● **課題 1**: コロナ対策製品に関する記事では、各社が増産に乗り出しています。その理由を、記事の記述に基づいて一、二文で説明してください。
● **課題 2**: コロナ対策製品に関する記事によれば、ワエストロはウイルス対策用のウレタン畳・マットを製品化する際、従来製品の表面に何を塗布しましたか。

● **記事抜粋**:

--------------------------------------------------

総力戦!コロナと戦う中小企業の製品・技術まとめ #02
新型コロナウイルスの感染拡大防止の切り札として、中小企業が独自に開発した製品・技術に熱視線が注がれている。独自の技術力を基に、感染予防に欠かせないマスクや消毒液、飛沫(ひまつ)拡散防止板などを開発。需要が急増していることから、各社は増産に乗り出す。
光触媒塗料で抗菌力アップ
ワエストロ ウレタン畳・マットワエストロ(埼玉県熊谷市、古屋瑞起社長、048・527・1181)は、ウレタン畳・マット「くつろぎシリーズ」にウイルス対策用を追加し、受注を始めた。
従来製品の表面にササミック(大阪市住吉区)製の光触媒塗料「ルミチタンNAG」を塗布して製品化。光量の少ない屋内でも塗布した酸化チタン光触媒を活性化し、雑菌やウイルスの駆除、消臭効果を持続する。

--------------------------------------------------

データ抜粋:
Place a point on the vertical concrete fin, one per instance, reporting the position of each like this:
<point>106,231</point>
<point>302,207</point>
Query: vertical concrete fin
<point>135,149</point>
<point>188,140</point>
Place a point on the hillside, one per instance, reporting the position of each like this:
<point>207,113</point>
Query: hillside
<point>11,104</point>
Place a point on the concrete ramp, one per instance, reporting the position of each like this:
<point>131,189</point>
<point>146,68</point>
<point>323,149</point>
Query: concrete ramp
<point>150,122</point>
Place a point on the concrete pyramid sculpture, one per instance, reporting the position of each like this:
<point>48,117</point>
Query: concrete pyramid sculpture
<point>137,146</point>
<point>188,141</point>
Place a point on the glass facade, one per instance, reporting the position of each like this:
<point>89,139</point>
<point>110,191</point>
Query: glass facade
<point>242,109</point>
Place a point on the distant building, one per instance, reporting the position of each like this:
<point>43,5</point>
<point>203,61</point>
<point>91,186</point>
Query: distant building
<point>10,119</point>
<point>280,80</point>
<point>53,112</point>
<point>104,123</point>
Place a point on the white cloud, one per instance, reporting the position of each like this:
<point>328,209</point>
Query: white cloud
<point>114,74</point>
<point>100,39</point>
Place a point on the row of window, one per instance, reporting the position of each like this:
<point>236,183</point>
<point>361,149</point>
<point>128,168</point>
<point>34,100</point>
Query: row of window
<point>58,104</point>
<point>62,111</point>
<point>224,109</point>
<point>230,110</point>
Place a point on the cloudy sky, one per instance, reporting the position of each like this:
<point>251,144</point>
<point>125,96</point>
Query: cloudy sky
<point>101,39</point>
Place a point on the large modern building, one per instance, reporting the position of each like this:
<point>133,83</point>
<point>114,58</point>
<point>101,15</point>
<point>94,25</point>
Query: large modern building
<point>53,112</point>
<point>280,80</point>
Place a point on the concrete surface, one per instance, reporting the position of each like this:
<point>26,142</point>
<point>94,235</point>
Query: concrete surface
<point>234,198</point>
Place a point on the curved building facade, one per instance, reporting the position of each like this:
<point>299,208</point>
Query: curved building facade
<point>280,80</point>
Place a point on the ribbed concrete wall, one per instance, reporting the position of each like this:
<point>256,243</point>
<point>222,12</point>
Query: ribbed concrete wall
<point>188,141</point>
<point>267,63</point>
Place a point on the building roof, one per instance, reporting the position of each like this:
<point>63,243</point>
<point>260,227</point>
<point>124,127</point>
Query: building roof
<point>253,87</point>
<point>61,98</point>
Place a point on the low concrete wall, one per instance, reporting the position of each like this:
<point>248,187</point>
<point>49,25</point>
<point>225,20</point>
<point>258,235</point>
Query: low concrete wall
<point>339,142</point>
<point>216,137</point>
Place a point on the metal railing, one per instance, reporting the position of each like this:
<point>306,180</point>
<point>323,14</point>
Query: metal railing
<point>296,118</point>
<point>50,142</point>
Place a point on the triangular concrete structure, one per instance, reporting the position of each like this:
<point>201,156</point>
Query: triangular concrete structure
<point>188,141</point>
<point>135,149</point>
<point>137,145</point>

--------------------------------------------------

● **解答 1**: 中小企業が独自の技術力で開発したマスクや消毒液、飛沫拡散防止板などへの需要が急増しているためです。

● **解答 2**: ササミック(大阪市住吉区)製の光触媒塗料「ルミチタンNAG」です。